OK, so, you have the data. And in your model, you want to see how age is a predictor of length. How do you fit it?
Nothing could be simpler. R has a function called lm()
which stands for linear model. It works just like base plot, with the y ~ x
syntax. And we create a fit model object.
seal_lm <- lm(length.cm ~ age.days, data=seals)
That’s it.
Now, if we want to just peak at the fit, before going forward, we can use coef()
which is pretty standard across all R fit model functions.
coef(seal_lm)
(Intercept) age.days
1.157668e+02 2.370559e-03
But that’s getting ahead of ourselves…
First, simulating! R provides a method for pulling the fit from the model and simulating different residuals. Now, granted, we really want to also incorporate error in the coefficients - which you can do - but…. gimme time to write a package that does that (haven’t found one yet - see here). But, to simulate from our model with residual error
seal_sims <- simulate(seal_lm, nsim = 100)
So, what’s in this object?
dim(seal_sims)
[1] 9665 100
Ah, so, 100 sims as columns. But to plot, we want them as rows. Oh wait - a job for pivot!
library(tidyr)
seal_sims <- seal_sims %>%
pivot_longer(
cols = everything(),
names_to = "sim",
values_to = "length.cm"
)
We can now use this to plot the distribution of length in our data versus our model.
ggplot() +
geom_density(data = seal_sims,
aes(x = length.cm, group = sim),
lwd = 0.02) +
geom_density(data = seals,
aes(x = length.cm),
color = "blue", lwd = 2)
NOICE!
R provides a 1-stop shop for evaluating all other model assumptions Fit model objects can typically be plotted. Now, it uses base plot, so, we’ll use the par
function to setup a 2x2 plotting area.
par(mfrow = c(2,2)) #2 rows, 2 columns
plot(seal_lm)
par(mfrow=c(1,1)) #reset back to 1 panel
Whoah - that’s a lot! And, there’s no figure with Cook’s D or a histogram of residuals.
OK, breathe.
plot.lm()
actually generates even more plots than shown here. You can specify what plot you want with the which
argument, but will need to look at ?plot.lm
to know just what to look at.
I have five plots I really like to look at - four of which plot.lm()
will generate. Those four are the fitted versus residuals:
plot(seal_lm, which=1)
Note the curvature of the line? Troubling, or a high n?
A QQ plot of the residuals
plot(seal_lm, which=2)
Not bad!
The Cook’s D values
plot(seal_lm, which=4)

■ ■ ■ ■ ■ ■ ■

WHAT TO DO:
1 - According to the seal regression tutorial, what does the name of R's lm() function stand for?
2 - Translate this sentence from the seal regression tutorial into Spanish: "We can now use this to plot the distribution of length in our data versus our model."

■ ■ ■ ■ ■ ■ ■

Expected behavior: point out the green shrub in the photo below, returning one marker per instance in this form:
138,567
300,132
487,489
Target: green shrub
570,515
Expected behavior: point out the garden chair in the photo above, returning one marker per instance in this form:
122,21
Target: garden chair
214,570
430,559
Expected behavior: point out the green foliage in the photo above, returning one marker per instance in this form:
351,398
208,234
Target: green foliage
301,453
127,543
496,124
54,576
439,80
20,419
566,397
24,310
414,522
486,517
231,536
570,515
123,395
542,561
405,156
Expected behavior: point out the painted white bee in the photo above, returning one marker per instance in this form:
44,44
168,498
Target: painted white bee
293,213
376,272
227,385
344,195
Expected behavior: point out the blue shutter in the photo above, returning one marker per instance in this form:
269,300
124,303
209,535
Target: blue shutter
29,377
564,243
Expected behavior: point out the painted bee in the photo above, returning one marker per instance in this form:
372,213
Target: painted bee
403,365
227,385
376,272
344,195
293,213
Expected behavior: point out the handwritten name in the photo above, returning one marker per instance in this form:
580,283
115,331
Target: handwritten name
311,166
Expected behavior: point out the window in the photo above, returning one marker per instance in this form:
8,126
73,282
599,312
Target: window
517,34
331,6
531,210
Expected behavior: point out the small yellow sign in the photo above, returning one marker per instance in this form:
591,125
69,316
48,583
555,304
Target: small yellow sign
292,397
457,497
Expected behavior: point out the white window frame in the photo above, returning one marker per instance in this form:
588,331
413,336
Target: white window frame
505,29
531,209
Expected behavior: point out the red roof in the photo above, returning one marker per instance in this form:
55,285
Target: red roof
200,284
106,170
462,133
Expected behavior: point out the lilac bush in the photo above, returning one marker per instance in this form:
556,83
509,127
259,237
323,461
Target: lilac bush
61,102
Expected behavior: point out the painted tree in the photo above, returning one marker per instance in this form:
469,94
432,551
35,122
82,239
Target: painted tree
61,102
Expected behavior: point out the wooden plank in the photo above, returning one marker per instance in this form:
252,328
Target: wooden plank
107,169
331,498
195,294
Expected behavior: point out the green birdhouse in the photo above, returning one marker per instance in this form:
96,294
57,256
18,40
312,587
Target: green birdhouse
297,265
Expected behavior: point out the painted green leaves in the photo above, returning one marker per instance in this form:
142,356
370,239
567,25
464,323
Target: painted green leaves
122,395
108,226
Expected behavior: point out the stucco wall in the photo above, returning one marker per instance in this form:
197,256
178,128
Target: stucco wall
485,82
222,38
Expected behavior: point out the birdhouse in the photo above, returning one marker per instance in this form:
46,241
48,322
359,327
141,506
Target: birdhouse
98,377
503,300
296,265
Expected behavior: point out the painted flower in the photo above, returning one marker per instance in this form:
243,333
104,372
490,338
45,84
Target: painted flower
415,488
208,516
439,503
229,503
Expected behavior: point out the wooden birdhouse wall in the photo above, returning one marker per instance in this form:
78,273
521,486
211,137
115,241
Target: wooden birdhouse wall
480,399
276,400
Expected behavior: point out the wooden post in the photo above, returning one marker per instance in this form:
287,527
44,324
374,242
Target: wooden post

■ ■ ■ ■ ■ ■ ■

ANSWER LIST:
1 - Linear model

2 - Ahora podemos usar esto para graficar la distribución de la longitud en nuestros datos frente a nuestro modelo.